══ Отрывок
Ирина Уварова. Юлий Даниэль и все все все

  • Ирина Уварова. Юлий Даниэль и все все все. — СПб.: Издательство Ивана Лимбаха, 2014. — 360 с.

    В «Издательстве Ивана Лимбаха» вышла книга воспоминаний Ирины Уваровой, вдовы писателя Юлия Даниэля, с чьим именем связывается громкий судебный процесс по статье «антисоветская агитация и пропаганда». Книга охватывает период 1960—1980-х — годы «застоя» и одновременно активной культурной жизни. Ирина Уварова рассказывает о ключевых фигурах того времени, а также о центрах притяжения интеллигенции: театрах, художественных мастерских и журналах.

    И было море

    Говорить о нем, о Юлии, можно долго, а чувство, что главного так и не сказала. Есть такая формула — дьявол в мелочах. Но ведь ангелы тоже. Хочу закончить эпизодом, который, может быть, никому ничего не скажет, а мне — очень многое.

    Первый отпуск вдвоем. Вначале даже не верилось. Как это так? Для Юлия ничего лучше моря и быть не могло.
    Приехав с рекомендательным письмом от некого издательского фотографа, мы оказались в жилище ветхом, но просторном, там обитали две старушки. Бывшая хозяйка и бывшая служанка. Сказали: можете пожить у нас, пока не приедет
    писатель Михалков, вы ведь знаете, кто он? Мы хором кивнули.

    — А тогда найдем вам что-нибудь другое. Пока же вот комната.

    И мы открыли осевшую, еле живую дверь. Комната была велика и пуста. Что-то посредине вроде ложа, что-то в углу вроде буфета. Хозяйка прохромала через пустынное пространство к противоположной стене — и… открыла море.

    Дверца вела прямо в море!

    Я застыла.

    Юлий же прямо туда пошел, на ходу раздеваясь, — в море! За дверью! Даже не помню, отделяла ли нас полоса глины…
    А он уже плыл, он уже отдыхал на спине — и не было во всем мире и море человека счастливее его.
════
══ Исходные данные
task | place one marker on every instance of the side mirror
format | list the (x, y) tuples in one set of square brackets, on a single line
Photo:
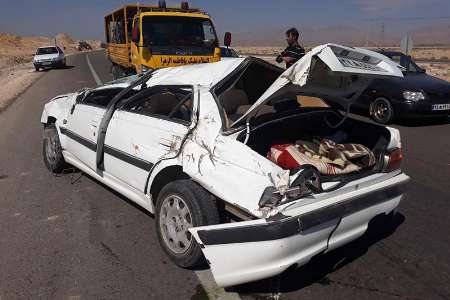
════
-- Задание --
Перечислите все центры притяжения интеллигенции, которые названы в отрывке о книге воспоминаний Ирины Уваровой.

-- Письменный ответ --
Театры, художественные мастерские и журналы.